AIM
Skip the pictures and quote all of the lines exactly.

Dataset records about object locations
• • • •
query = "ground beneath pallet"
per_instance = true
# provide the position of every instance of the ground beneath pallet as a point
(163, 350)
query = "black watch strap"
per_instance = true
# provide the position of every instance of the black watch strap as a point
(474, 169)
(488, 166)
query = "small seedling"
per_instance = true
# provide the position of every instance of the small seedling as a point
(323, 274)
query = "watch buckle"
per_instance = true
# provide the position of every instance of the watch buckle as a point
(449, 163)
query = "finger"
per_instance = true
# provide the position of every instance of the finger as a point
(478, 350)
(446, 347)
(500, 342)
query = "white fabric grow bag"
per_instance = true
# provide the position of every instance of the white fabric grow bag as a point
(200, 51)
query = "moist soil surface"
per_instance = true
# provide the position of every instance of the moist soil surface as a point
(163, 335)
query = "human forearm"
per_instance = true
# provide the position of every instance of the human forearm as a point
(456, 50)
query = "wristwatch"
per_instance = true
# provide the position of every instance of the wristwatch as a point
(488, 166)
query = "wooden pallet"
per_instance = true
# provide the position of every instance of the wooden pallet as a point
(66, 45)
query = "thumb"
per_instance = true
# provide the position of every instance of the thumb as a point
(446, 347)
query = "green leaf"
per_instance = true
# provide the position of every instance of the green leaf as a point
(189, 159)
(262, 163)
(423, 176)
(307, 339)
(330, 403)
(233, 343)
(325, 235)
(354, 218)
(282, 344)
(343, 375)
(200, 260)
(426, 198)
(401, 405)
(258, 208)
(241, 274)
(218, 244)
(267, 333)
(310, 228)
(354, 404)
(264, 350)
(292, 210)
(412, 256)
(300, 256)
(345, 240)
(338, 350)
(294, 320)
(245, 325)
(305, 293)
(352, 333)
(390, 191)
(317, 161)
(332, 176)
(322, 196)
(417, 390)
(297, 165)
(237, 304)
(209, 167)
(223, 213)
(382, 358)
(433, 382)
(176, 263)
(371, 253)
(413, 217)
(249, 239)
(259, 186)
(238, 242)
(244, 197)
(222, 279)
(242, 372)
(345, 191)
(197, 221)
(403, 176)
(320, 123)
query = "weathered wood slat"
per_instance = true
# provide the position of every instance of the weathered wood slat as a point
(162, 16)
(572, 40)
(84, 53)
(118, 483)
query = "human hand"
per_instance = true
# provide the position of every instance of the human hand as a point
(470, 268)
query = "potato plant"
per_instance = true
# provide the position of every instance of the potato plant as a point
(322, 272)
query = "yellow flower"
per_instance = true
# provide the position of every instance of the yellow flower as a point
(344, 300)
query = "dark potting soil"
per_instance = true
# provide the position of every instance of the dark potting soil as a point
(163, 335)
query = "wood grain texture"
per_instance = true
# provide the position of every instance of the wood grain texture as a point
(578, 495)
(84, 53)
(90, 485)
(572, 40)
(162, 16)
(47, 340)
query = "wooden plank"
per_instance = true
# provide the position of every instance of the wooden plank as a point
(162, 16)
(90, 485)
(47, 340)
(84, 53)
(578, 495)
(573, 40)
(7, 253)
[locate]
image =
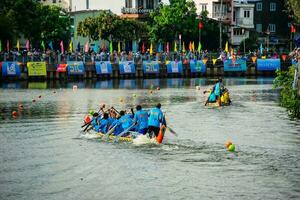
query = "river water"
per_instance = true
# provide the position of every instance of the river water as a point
(44, 156)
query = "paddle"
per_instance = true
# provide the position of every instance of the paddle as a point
(125, 131)
(101, 108)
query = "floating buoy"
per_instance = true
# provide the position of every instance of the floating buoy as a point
(228, 143)
(14, 113)
(74, 87)
(231, 148)
(87, 119)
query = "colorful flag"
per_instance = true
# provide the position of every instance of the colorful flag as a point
(199, 47)
(43, 45)
(78, 47)
(143, 48)
(119, 47)
(193, 46)
(7, 45)
(168, 47)
(71, 46)
(96, 48)
(51, 45)
(110, 47)
(151, 49)
(86, 47)
(226, 47)
(18, 45)
(27, 45)
(293, 28)
(62, 50)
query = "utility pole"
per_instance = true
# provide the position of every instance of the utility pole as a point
(221, 18)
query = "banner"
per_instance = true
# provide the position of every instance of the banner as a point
(75, 68)
(268, 64)
(11, 69)
(37, 69)
(103, 67)
(197, 66)
(174, 67)
(61, 67)
(238, 65)
(127, 67)
(151, 67)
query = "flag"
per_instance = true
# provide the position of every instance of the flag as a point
(110, 47)
(151, 49)
(193, 46)
(119, 47)
(7, 45)
(78, 47)
(168, 47)
(71, 46)
(62, 50)
(18, 45)
(50, 45)
(143, 48)
(199, 47)
(261, 48)
(226, 47)
(43, 45)
(86, 47)
(96, 48)
(293, 28)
• • • •
WRITTEN RESPONSE
query = "ground beneath pallet"
per_instance = true
# provide the position of every instance of the ground beneath pallet as a point
(163, 350)
query = "black watch strap"
per_instance = true
# provide the position of every instance of the black watch strap as a point
(474, 169)
(488, 166)
query = "small seedling"
per_instance = true
# provide the position of every instance of the small seedling as a point
(323, 274)
query = "watch buckle"
per_instance = true
# provide the position of every instance of the watch buckle as a point
(449, 163)
query = "finger"
per_instance = true
# provide the position of every instance of the finger as a point
(478, 350)
(446, 347)
(500, 342)
query = "white fabric grow bag"
per_instance = true
# provide the position of every instance of the white fabric grow bag as a point
(200, 51)
query = "moist soil surface"
per_instance = true
# provide the position of every instance of the moist soil surface as a point
(163, 335)
query = "human forearm"
per_instance = true
# provide the position of every instance of the human forearm as a point
(456, 50)
query = "wristwatch"
per_instance = true
# provide the position of every instance of the wristwatch as a point
(488, 166)
query = "wooden pallet"
per_instance = true
# provide the position of every instance of the wooden pallet as a point
(66, 45)
query = "thumb"
per_instance = true
# provide the position of every instance of the thumb as a point
(446, 347)
query = "green leaf"
per_instance = true
# provide the position of every instance of the green leaf as a point
(189, 159)
(262, 163)
(423, 176)
(307, 339)
(330, 403)
(233, 343)
(325, 235)
(354, 218)
(282, 344)
(343, 375)
(200, 260)
(426, 198)
(401, 405)
(258, 208)
(241, 274)
(218, 244)
(267, 333)
(310, 228)
(354, 404)
(264, 350)
(292, 210)
(412, 256)
(300, 256)
(345, 240)
(338, 350)
(294, 320)
(245, 325)
(305, 293)
(352, 333)
(390, 191)
(317, 161)
(332, 176)
(322, 196)
(417, 390)
(297, 165)
(237, 304)
(209, 167)
(223, 213)
(382, 358)
(433, 382)
(176, 263)
(371, 253)
(413, 217)
(249, 239)
(259, 186)
(238, 242)
(244, 197)
(222, 279)
(242, 372)
(345, 191)
(197, 221)
(403, 176)
(320, 123)
query = "weathered wood slat"
per_instance = true
# provide the position of every instance of the weathered wood slat as a point
(162, 16)
(572, 40)
(84, 53)
(118, 483)
query = "human hand"
per_instance = true
# provide the position of every instance of the human hand as a point
(470, 268)
query = "potato plant"
per_instance = true
# provide the position of every instance of the potato plant as a point
(322, 272)
query = "yellow flower"
per_instance = true
# provide the position of every instance of the yellow flower as a point
(344, 300)
query = "dark potting soil"
per_instance = true
# provide the position of every instance of the dark potting soil as a point
(163, 335)
query = "wood grain texture"
per_instance = true
# provide the position of every instance of the wood grain texture as a point
(578, 495)
(84, 53)
(90, 485)
(572, 40)
(162, 16)
(47, 340)
query = "wooden plank"
per_instance = true
# provide the position of every instance of the wooden plank as a point
(162, 16)
(90, 485)
(47, 340)
(84, 53)
(578, 495)
(573, 40)
(7, 253)
[locate]
image =
query = "river water"
per_instance = true
# provide the position of every instance of the river water as a point
(44, 156)
query = "paddle"
per_instance = true
# provide the position of every instance of the paddle as a point
(125, 131)
(101, 108)
query = "floating buoy"
per_instance = true
# provide the position of every instance of the floating buoy as a point
(228, 143)
(14, 113)
(74, 87)
(231, 148)
(87, 119)
query = "colorful flag"
per_instance = true
# provide the position of every instance of the colorful flag as a point
(199, 47)
(43, 45)
(78, 47)
(143, 48)
(119, 47)
(193, 46)
(7, 45)
(168, 47)
(71, 46)
(96, 48)
(51, 45)
(110, 47)
(151, 49)
(86, 47)
(226, 47)
(18, 45)
(27, 45)
(293, 28)
(62, 50)
query = "utility pole"
per_instance = true
# provide the position of every instance of the utility pole as a point
(221, 18)
query = "banner"
per_instance = true
# provide the position of every instance of the banner as a point
(75, 68)
(268, 64)
(11, 69)
(37, 69)
(103, 67)
(197, 66)
(174, 67)
(61, 67)
(238, 65)
(127, 67)
(151, 67)
query = "flag"
per_instance = true
# provide the position of every instance of the flag as a point
(110, 47)
(151, 49)
(193, 46)
(119, 47)
(7, 45)
(78, 47)
(168, 47)
(71, 46)
(62, 50)
(18, 45)
(50, 45)
(143, 48)
(199, 47)
(261, 48)
(226, 47)
(43, 45)
(86, 47)
(96, 48)
(293, 28)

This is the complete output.